▶ Prompt: Copy out all the entries word for word.

──────── The data ────────

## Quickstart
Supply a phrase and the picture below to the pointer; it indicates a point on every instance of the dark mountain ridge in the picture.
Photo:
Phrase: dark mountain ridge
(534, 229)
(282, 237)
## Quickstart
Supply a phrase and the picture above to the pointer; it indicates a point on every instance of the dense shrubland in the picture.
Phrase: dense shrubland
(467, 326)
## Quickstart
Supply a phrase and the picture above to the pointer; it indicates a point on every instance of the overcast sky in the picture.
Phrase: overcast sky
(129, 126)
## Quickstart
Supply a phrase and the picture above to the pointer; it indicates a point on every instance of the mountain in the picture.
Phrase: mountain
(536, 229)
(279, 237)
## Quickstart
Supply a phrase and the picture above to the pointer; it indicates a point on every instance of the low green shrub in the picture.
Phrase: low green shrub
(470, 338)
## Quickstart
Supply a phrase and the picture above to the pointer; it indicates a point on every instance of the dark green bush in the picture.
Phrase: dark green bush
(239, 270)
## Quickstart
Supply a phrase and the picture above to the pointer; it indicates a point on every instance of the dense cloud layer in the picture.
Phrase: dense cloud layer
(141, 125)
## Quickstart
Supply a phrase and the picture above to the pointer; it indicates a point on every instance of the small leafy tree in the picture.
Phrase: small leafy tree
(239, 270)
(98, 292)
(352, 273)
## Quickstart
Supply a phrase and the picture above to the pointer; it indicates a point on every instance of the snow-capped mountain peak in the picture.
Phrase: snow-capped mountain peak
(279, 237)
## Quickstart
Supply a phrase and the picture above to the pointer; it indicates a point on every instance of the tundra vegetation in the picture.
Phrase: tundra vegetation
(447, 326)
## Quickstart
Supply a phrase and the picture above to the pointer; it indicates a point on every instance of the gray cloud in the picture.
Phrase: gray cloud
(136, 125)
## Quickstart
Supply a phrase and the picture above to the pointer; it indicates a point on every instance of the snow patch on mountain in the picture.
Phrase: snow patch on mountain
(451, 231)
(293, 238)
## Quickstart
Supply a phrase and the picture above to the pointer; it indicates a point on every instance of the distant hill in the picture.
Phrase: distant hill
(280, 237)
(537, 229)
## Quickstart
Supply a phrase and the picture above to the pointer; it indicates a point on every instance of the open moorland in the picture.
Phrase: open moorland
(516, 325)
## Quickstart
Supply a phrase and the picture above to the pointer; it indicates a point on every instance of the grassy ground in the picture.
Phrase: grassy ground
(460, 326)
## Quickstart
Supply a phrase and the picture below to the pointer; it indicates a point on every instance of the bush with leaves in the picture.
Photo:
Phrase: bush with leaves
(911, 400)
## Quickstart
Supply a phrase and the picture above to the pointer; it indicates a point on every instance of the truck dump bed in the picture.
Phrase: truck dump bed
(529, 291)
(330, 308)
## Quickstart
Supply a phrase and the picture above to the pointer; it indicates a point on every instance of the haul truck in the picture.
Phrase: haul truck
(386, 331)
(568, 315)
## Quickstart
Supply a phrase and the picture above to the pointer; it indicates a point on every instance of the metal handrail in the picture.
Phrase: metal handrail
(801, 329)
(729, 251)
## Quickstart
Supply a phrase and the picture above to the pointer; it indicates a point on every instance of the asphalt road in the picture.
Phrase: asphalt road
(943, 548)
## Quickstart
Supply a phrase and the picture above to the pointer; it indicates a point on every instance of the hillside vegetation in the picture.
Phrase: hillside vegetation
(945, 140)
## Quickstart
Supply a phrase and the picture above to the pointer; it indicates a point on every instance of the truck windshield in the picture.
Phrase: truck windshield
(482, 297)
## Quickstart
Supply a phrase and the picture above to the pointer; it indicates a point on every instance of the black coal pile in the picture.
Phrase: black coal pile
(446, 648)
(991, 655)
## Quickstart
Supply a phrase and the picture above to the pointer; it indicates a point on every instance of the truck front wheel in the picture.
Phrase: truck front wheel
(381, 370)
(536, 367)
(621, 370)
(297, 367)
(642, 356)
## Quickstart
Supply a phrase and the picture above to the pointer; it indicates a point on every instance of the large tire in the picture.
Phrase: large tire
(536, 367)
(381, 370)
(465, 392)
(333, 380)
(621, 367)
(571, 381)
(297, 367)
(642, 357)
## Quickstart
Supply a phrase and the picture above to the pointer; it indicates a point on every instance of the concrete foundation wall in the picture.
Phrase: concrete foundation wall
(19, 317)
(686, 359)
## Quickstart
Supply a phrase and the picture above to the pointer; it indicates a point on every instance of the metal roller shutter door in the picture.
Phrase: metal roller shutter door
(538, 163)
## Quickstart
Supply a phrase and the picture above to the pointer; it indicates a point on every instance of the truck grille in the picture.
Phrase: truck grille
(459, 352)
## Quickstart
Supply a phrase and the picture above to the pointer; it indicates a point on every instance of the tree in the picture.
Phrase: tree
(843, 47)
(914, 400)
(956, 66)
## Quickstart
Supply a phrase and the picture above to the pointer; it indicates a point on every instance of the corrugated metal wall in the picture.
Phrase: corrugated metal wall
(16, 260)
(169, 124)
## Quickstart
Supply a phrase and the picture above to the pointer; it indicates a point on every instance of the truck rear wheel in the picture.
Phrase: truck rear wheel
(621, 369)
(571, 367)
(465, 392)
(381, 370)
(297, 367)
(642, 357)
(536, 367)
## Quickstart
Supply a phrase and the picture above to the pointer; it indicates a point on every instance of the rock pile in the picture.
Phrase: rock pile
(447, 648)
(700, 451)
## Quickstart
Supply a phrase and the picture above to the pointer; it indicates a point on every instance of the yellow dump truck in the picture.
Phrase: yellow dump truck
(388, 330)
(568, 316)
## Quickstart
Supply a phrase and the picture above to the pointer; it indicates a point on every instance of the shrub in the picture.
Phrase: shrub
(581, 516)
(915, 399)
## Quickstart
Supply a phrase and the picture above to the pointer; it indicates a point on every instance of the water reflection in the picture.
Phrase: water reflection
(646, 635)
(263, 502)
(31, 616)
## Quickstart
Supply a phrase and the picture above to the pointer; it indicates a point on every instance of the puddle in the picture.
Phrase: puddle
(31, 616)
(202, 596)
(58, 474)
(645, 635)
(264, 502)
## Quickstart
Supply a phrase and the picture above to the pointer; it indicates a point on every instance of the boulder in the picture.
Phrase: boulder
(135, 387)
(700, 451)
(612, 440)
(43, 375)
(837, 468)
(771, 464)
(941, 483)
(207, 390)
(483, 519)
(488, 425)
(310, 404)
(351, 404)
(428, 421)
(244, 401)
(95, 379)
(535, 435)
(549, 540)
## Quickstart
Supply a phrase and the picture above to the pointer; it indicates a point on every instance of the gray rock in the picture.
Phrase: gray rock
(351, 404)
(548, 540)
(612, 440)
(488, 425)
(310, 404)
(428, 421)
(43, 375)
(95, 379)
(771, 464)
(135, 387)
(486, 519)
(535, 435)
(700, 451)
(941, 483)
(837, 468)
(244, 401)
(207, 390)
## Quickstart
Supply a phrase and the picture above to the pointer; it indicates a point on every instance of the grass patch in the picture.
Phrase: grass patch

────────

▶ Problem solution:
## Quickstart
Supply a phrase and the picture below to the pointer; it indicates a point on every instance of the dark mountain ridge in the picture.
Photo:
Phrase: dark mountain ridge
(534, 229)
(282, 237)
## Quickstart
Supply a phrase and the picture above to the pointer; it indicates a point on every instance of the dense shrubland in the picture.
Phrase: dense shrubland
(467, 326)
## Quickstart
Supply a phrase and the picture above to the pointer; it indicates a point on every instance of the overcast sky in the picture.
Phrase: overcast sky
(129, 126)
## Quickstart
Supply a phrase and the picture above to the pointer; it indicates a point on every instance of the mountain in the picture.
Phrase: mountain
(536, 229)
(279, 237)
## Quickstart
Supply a phrase and the picture above to the pointer; it indicates a point on every instance of the low green shrub in the picture.
Phrase: low green shrub
(470, 338)
## Quickstart
Supply a phrase and the picture above to the pointer; it indicates a point on every instance of the dark green bush in the picture.
Phrase: dark green bush
(239, 270)
## Quickstart
Supply a phrase and the picture above to the pointer; it indicates a point on every instance of the dense cloud layer in the picture.
Phrase: dense cloud layer
(141, 125)
## Quickstart
Supply a phrase and the picture above to the pointer; it indicates a point on every instance of the small leafy tree in the picture.
Phrase: small leafy tree
(239, 270)
(98, 292)
(352, 273)
## Quickstart
Supply a phrase and the picture above to the pointer; it indicates a point on every instance of the snow-capped mountain peak in the picture.
Phrase: snow-capped mountain peak
(279, 237)
## Quickstart
Supply a phrase and the picture above to the pointer; it indicates a point on every instance of the tundra vegetation in the picture.
Phrase: tundra vegetation
(447, 326)
## Quickstart
Supply a phrase and the picture above to the pointer; it indicates a point on every instance of the gray cloud in the picture.
Phrase: gray cloud
(136, 125)
## Quickstart
Supply a phrase and the picture above to the pointer; it indicates a point on every instance of the snow patch on mountain in the picture.
Phrase: snow patch on mountain
(451, 231)
(293, 238)
## Quickstart
Supply a phrase and the picture above to the pointer; it indicates a point on every instance of the distant hill in the picture.
Phrase: distant hill
(280, 237)
(537, 229)
## Quickstart
Supply a phrase and the picture above to the pointer; it indicates a point on every instance of the open moorland in the picture.
Phrase: open moorland
(516, 325)
## Quickstart
Supply a phrase and the picture above to the pointer; it indicates a point on every instance of the grassy ground in the picture.
Phrase: grassy ground
(460, 326)
## Quickstart
Supply a phrase and the picture below to the pointer; it indicates a point on every instance of the bush with leaves in the picture.
Photo:
Phrase: bush with leaves
(911, 400)
## Quickstart
Supply a phrase and the picture above to the pointer; it indicates a point on every instance of the truck dump bed in the picture.
Phrase: truck dump bed
(529, 291)
(330, 308)
## Quickstart
Supply a phrase and the picture above to the pointer; it indicates a point on every instance of the haul truck in the picture.
Phrase: haul truck
(386, 331)
(568, 315)
## Quickstart
Supply a phrase and the picture above to the pointer; it indicates a point on every instance of the metal handrail in the picture.
Phrase: metal handrail
(801, 329)
(729, 251)
## Quickstart
Supply a phrase and the picture above to the pointer; it indicates a point on every instance of the asphalt road in the picture.
Phrase: asphalt road
(943, 548)
## Quickstart
Supply a phrase and the picture above to the pointer; it indicates a point on every instance of the hillside vegetation in the picture.
Phrase: hillside vegetation
(945, 140)
## Quickstart
Supply a phrase and the picture above to the pointer; it indicates a point on every instance of the truck windshield in the picture.
Phrase: truck windshield
(482, 297)
## Quickstart
Supply a phrase and the picture above to the pointer; it indicates a point on every instance of the black coal pile in the picture.
Phrase: black coal pile
(446, 648)
(991, 655)
## Quickstart
Supply a phrase and the picture above to the pointer; it indicates a point on every instance of the truck front wheel in the picture.
Phrase: truck front wheel
(381, 370)
(536, 367)
(621, 370)
(297, 367)
(642, 356)
## Quickstart
Supply a phrase and the picture above to the pointer; it indicates a point on every instance of the large tire in the picture.
Phrase: large tire
(536, 367)
(381, 370)
(465, 392)
(333, 380)
(621, 367)
(571, 381)
(297, 367)
(642, 357)
## Quickstart
Supply a phrase and the picture above to the pointer; it indicates a point on every instance of the concrete foundation wall in the picture.
Phrase: concrete foundation wall
(19, 317)
(686, 359)
## Quickstart
Supply a phrase and the picture above to the pointer; it indicates a point on every instance of the metal roller shutter door in the picture.
Phrase: metal roller shutter door
(538, 163)
## Quickstart
Supply a phrase and the picture above to the pointer; it indicates a point on every instance of the truck grille in the picture.
Phrase: truck grille
(459, 352)
## Quickstart
Supply a phrase and the picture above to the pointer; it indicates a point on every instance of the tree in the picture.
Phrase: tree
(843, 47)
(914, 400)
(956, 66)
## Quickstart
Supply a phrase and the picture above to the pointer; it indicates a point on every instance of the corrugated metal wall in the picture.
Phrase: corrugated metal wall
(16, 260)
(169, 124)
## Quickstart
Supply a phrase and the picture above to the pointer; it indicates a point on every instance of the truck rear wheel in the picture.
Phrase: truck rear wheel
(621, 369)
(571, 367)
(465, 392)
(381, 370)
(297, 367)
(642, 357)
(536, 367)
## Quickstart
Supply a phrase and the picture above to the pointer; it indicates a point on every instance of the rock pile in the picture.
Phrase: rock pile
(447, 648)
(700, 451)
## Quickstart
Supply a phrase and the picture above to the pointer; it indicates a point on every instance of the yellow dump truck in the picture.
Phrase: yellow dump truck
(388, 330)
(568, 316)
## Quickstart
Supply a phrase and the picture above to the pointer; it indicates a point on every instance of the shrub in the picture.
Phrase: shrub
(581, 516)
(915, 399)
## Quickstart
Supply a phrase and the picture above to the pointer; it indicates a point on every instance of the water reflection in the picture.
Phrase: water reflection
(646, 635)
(263, 502)
(31, 616)
## Quickstart
Supply a phrase and the picture above to the pointer; it indicates a point on every instance of the puddle in the picture.
Phrase: puddle
(31, 616)
(202, 596)
(58, 474)
(645, 635)
(264, 502)
## Quickstart
Supply a phrase and the picture above to the pointer; it indicates a point on every instance of the boulder in the picture.
Phrase: boulder
(135, 387)
(700, 451)
(612, 440)
(43, 375)
(837, 468)
(771, 464)
(941, 483)
(207, 390)
(483, 519)
(488, 425)
(310, 404)
(351, 404)
(428, 421)
(244, 401)
(95, 379)
(535, 435)
(549, 540)
## Quickstart
Supply a phrase and the picture above to the pointer; it indicates a point on every instance of the gray rock in the picture.
Phrase: gray rock
(351, 404)
(548, 540)
(612, 440)
(488, 425)
(310, 404)
(428, 421)
(43, 375)
(95, 379)
(771, 464)
(135, 387)
(486, 519)
(535, 435)
(700, 451)
(941, 483)
(837, 468)
(244, 401)
(207, 390)
## Quickstart
Supply a phrase and the picture above to the pointer; it indicates a point on every instance of the grass patch in the picture.
Phrase: grass patch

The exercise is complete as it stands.